What needs to be done | What is needed is an exact copy of all the entries below.

(Collected data)
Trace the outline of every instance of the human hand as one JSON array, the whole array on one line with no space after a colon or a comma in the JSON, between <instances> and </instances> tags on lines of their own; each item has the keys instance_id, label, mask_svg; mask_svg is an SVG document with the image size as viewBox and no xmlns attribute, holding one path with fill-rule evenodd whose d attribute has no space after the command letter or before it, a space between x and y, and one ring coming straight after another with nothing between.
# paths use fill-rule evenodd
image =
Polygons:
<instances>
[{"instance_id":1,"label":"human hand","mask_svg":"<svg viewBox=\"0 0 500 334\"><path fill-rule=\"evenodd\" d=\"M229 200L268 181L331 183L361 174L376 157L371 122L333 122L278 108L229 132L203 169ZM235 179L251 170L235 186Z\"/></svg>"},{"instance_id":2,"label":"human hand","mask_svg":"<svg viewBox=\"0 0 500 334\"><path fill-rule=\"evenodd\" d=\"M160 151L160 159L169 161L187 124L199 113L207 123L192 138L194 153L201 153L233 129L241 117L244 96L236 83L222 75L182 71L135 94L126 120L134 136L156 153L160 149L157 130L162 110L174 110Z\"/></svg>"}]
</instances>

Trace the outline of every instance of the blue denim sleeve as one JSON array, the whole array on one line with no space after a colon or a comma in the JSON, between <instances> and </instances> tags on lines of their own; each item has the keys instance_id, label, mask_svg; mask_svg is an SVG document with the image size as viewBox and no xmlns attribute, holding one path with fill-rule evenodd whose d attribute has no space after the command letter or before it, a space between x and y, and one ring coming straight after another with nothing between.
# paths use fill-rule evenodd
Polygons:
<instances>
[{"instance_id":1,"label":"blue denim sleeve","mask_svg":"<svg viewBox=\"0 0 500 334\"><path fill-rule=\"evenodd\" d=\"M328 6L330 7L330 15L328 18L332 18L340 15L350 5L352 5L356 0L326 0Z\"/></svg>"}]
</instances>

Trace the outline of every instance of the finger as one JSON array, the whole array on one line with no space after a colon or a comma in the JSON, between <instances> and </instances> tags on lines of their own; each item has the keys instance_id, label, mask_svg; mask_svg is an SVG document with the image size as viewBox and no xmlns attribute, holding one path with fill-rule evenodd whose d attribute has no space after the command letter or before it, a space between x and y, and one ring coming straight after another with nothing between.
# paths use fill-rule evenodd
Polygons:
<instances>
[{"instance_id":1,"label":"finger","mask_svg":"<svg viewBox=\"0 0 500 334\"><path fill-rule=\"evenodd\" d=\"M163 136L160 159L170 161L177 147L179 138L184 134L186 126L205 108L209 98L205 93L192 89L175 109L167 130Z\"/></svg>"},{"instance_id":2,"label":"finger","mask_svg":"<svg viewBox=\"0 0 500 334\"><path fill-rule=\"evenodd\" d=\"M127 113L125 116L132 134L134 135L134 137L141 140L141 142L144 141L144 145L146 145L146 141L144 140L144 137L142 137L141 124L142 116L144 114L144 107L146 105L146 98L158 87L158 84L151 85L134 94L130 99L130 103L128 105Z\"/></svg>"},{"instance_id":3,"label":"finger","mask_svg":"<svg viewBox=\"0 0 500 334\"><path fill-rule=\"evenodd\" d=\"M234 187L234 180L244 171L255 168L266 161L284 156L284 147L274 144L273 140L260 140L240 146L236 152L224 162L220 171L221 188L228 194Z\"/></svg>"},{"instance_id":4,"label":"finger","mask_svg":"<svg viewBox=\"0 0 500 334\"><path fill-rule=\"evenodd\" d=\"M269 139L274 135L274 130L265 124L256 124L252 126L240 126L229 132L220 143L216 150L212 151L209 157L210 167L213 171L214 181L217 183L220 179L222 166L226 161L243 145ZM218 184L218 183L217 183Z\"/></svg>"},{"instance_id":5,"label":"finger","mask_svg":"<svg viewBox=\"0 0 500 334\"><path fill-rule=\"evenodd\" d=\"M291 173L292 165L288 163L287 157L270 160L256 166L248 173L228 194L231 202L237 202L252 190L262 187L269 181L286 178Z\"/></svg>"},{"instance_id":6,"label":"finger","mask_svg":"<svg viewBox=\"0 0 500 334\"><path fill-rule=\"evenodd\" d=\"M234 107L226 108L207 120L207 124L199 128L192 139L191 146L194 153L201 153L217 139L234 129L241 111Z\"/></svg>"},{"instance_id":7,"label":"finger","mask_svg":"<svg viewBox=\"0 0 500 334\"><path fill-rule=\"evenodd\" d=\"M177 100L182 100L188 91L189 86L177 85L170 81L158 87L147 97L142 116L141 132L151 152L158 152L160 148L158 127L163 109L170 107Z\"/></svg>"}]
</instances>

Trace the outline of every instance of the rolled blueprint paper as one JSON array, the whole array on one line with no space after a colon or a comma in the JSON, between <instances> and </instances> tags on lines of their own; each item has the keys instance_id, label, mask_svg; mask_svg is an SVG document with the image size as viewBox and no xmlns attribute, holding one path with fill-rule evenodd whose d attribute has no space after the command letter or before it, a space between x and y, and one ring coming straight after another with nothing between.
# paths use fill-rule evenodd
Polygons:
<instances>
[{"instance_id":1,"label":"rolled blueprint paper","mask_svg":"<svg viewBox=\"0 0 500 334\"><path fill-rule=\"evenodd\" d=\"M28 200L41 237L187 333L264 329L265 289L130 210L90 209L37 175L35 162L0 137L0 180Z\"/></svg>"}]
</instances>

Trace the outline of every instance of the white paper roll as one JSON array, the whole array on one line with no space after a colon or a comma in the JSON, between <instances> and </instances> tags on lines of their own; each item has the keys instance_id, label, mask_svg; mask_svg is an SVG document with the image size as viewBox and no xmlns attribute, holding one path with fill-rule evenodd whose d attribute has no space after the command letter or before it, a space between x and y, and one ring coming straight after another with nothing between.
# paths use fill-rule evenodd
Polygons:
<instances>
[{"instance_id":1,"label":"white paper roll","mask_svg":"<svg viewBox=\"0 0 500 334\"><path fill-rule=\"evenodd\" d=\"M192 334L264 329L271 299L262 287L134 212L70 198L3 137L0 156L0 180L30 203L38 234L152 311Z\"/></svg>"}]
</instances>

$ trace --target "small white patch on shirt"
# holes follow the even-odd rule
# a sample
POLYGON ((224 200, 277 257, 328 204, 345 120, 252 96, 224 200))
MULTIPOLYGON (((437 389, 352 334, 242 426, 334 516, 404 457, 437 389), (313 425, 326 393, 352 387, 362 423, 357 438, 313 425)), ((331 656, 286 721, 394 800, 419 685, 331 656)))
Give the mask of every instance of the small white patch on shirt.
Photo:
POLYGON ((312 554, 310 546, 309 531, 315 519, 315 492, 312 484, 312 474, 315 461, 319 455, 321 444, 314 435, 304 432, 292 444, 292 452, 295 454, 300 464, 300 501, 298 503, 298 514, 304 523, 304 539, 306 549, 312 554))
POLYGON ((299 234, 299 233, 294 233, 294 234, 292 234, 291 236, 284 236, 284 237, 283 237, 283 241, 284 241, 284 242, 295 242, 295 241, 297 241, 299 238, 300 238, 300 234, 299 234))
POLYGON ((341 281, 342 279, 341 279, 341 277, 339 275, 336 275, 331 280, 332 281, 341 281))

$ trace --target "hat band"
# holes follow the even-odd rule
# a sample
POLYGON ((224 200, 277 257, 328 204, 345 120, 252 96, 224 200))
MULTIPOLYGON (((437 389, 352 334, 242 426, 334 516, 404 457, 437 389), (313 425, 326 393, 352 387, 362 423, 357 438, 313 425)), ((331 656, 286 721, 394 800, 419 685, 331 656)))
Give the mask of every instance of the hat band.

Response below |
Trace the outline of every instance of the human hand as one JSON array, the whole array on one line with no space after a colon or a comma in the JSON, between <instances> and </instances> tags on lines of their own; each item has the keys instance_id, label, mask_svg; mask_svg is an SVG document with the image size as viewBox and no xmlns attribute, holding one path with fill-rule evenodd whose d attribute has no space after the command letter or before it, a space between x and y, and one ring coming straight after another with nothing between.
# paths use fill-rule evenodd
image =
Polygons:
<instances>
[{"instance_id":1,"label":"human hand","mask_svg":"<svg viewBox=\"0 0 500 334\"><path fill-rule=\"evenodd\" d=\"M229 200L268 181L331 183L361 174L376 157L371 122L333 122L278 108L229 132L203 169ZM235 179L251 170L235 186Z\"/></svg>"},{"instance_id":2,"label":"human hand","mask_svg":"<svg viewBox=\"0 0 500 334\"><path fill-rule=\"evenodd\" d=\"M160 151L160 159L169 161L187 124L199 113L207 123L192 138L194 153L201 153L233 129L241 117L244 96L236 83L222 75L182 71L135 94L126 120L134 136L156 153L160 149L157 130L162 110L174 110Z\"/></svg>"}]
</instances>

Trace the outline of every instance of the blue denim sleeve as one JSON array, the whole array on one line with no space after a colon or a comma in the JSON, between <instances> and </instances> tags on lines of their own; each item has the keys instance_id, label, mask_svg; mask_svg is an SVG document with the image size as viewBox and no xmlns attribute, holding one path with fill-rule evenodd whose d attribute has no space after the command letter or before it, a space between x and y, and one ring coming straight after another with nothing between.
# paths use fill-rule evenodd
Polygons:
<instances>
[{"instance_id":1,"label":"blue denim sleeve","mask_svg":"<svg viewBox=\"0 0 500 334\"><path fill-rule=\"evenodd\" d=\"M328 6L330 7L330 15L328 18L332 18L340 15L350 5L352 5L356 0L326 0Z\"/></svg>"}]
</instances>

Trace the outline of every instance of the finger as one JSON array, the whole array on one line with no space after a colon or a comma in the JSON, between <instances> and </instances> tags on lines of their own; each item has the keys instance_id, label, mask_svg; mask_svg is an SVG document with the image size as viewBox and no xmlns attribute, holding one path with fill-rule evenodd whose d attribute has no space after the command letter or before it, a space between x and y, and one ring coming straight after another with nothing between.
# paths use fill-rule evenodd
Polygons:
<instances>
[{"instance_id":1,"label":"finger","mask_svg":"<svg viewBox=\"0 0 500 334\"><path fill-rule=\"evenodd\" d=\"M163 136L160 159L170 161L177 147L179 138L184 134L186 126L205 108L209 98L205 93L192 89L175 109L167 130Z\"/></svg>"},{"instance_id":2,"label":"finger","mask_svg":"<svg viewBox=\"0 0 500 334\"><path fill-rule=\"evenodd\" d=\"M127 113L125 116L132 134L134 135L134 137L141 140L141 142L144 141L144 145L146 145L146 141L144 140L144 137L142 137L141 124L142 116L144 114L144 107L146 105L146 98L158 87L158 84L151 85L134 94L130 99L130 103L128 105Z\"/></svg>"},{"instance_id":3,"label":"finger","mask_svg":"<svg viewBox=\"0 0 500 334\"><path fill-rule=\"evenodd\" d=\"M234 187L234 180L244 171L255 168L266 161L284 156L284 147L274 144L273 140L260 140L240 146L236 152L224 162L220 171L221 188L228 194Z\"/></svg>"},{"instance_id":4,"label":"finger","mask_svg":"<svg viewBox=\"0 0 500 334\"><path fill-rule=\"evenodd\" d=\"M269 139L274 135L274 130L265 124L256 124L252 126L240 126L229 132L220 143L216 150L212 151L209 157L210 167L213 171L214 181L217 183L220 179L222 166L226 161L243 145ZM218 184L218 183L217 183Z\"/></svg>"},{"instance_id":5,"label":"finger","mask_svg":"<svg viewBox=\"0 0 500 334\"><path fill-rule=\"evenodd\" d=\"M291 173L292 165L288 163L287 157L270 160L256 166L248 173L228 194L231 202L237 202L252 190L262 187L269 181L286 178Z\"/></svg>"},{"instance_id":6,"label":"finger","mask_svg":"<svg viewBox=\"0 0 500 334\"><path fill-rule=\"evenodd\" d=\"M234 107L226 108L207 120L207 124L199 128L192 139L191 146L194 153L201 153L217 139L234 129L241 111Z\"/></svg>"},{"instance_id":7,"label":"finger","mask_svg":"<svg viewBox=\"0 0 500 334\"><path fill-rule=\"evenodd\" d=\"M177 100L182 100L188 91L189 86L177 85L170 81L158 87L147 97L142 116L141 132L151 152L158 152L160 148L158 127L163 109L170 107Z\"/></svg>"}]
</instances>

Trace the outline of every instance of the rolled blueprint paper as one JSON array, the whole array on one line with no space after a colon or a comma in the JSON, between <instances> and </instances> tags on lines of their own; each item has the keys instance_id, label, mask_svg; mask_svg is an SVG document with the image size as viewBox and no xmlns attribute, holding one path with fill-rule evenodd whose d attribute has no space after the command letter or before it, a space between x and y, and one ring coming straight after another with nothing between.
# paths use fill-rule evenodd
Polygons:
<instances>
[{"instance_id":1,"label":"rolled blueprint paper","mask_svg":"<svg viewBox=\"0 0 500 334\"><path fill-rule=\"evenodd\" d=\"M28 200L41 237L187 333L264 329L265 289L130 210L90 209L37 175L35 162L0 137L0 180Z\"/></svg>"}]
</instances>

Trace the outline of every instance of the white paper roll as one JSON array, the whole array on one line with no space after a colon or a comma in the JSON, between <instances> and </instances> tags on lines of their own; each item has the keys instance_id, label, mask_svg; mask_svg is an SVG document with the image size as viewBox and no xmlns attribute, holding one path with fill-rule evenodd whose d attribute has no space after the command letter or before it, a space between x and y, and one ring coming straight after another with nothing between.
# paths use fill-rule evenodd
Polygons:
<instances>
[{"instance_id":1,"label":"white paper roll","mask_svg":"<svg viewBox=\"0 0 500 334\"><path fill-rule=\"evenodd\" d=\"M192 334L264 329L271 299L262 287L134 212L70 198L3 137L0 156L0 180L30 203L38 234L152 311Z\"/></svg>"}]
</instances>

$ trace --target "small white patch on shirt"
# holes follow the even-odd rule
# a sample
POLYGON ((224 200, 277 257, 328 204, 345 120, 252 96, 224 200))
MULTIPOLYGON (((437 389, 352 334, 242 426, 334 516, 404 457, 437 389), (313 425, 326 393, 352 387, 362 423, 357 438, 313 425)), ((331 656, 286 721, 394 800, 419 685, 331 656)))
Give the mask of every instance of the small white patch on shirt.
Photo:
POLYGON ((312 554, 310 546, 309 531, 315 519, 315 492, 312 484, 312 474, 315 461, 319 455, 321 444, 314 435, 304 432, 292 444, 292 452, 295 454, 300 464, 300 501, 298 503, 298 514, 304 523, 304 539, 306 549, 312 554))
POLYGON ((299 234, 299 233, 294 233, 294 234, 292 234, 291 236, 284 236, 284 237, 283 237, 283 241, 284 241, 284 242, 295 242, 295 241, 297 241, 299 238, 300 238, 300 234, 299 234))
POLYGON ((341 281, 342 279, 341 279, 341 277, 339 275, 336 275, 331 280, 332 281, 341 281))

$ trace --target "hat band"
# holes follow the even-odd rule
# a sample
POLYGON ((224 200, 277 257, 328 204, 345 120, 252 96, 224 200))
MULTIPOLYGON (((437 389, 352 334, 242 426, 334 516, 404 457, 437 389), (313 425, 326 393, 352 387, 362 423, 357 438, 313 425)), ((331 656, 286 721, 394 800, 419 685, 331 656)))
Give the mask of every instance of the hat band.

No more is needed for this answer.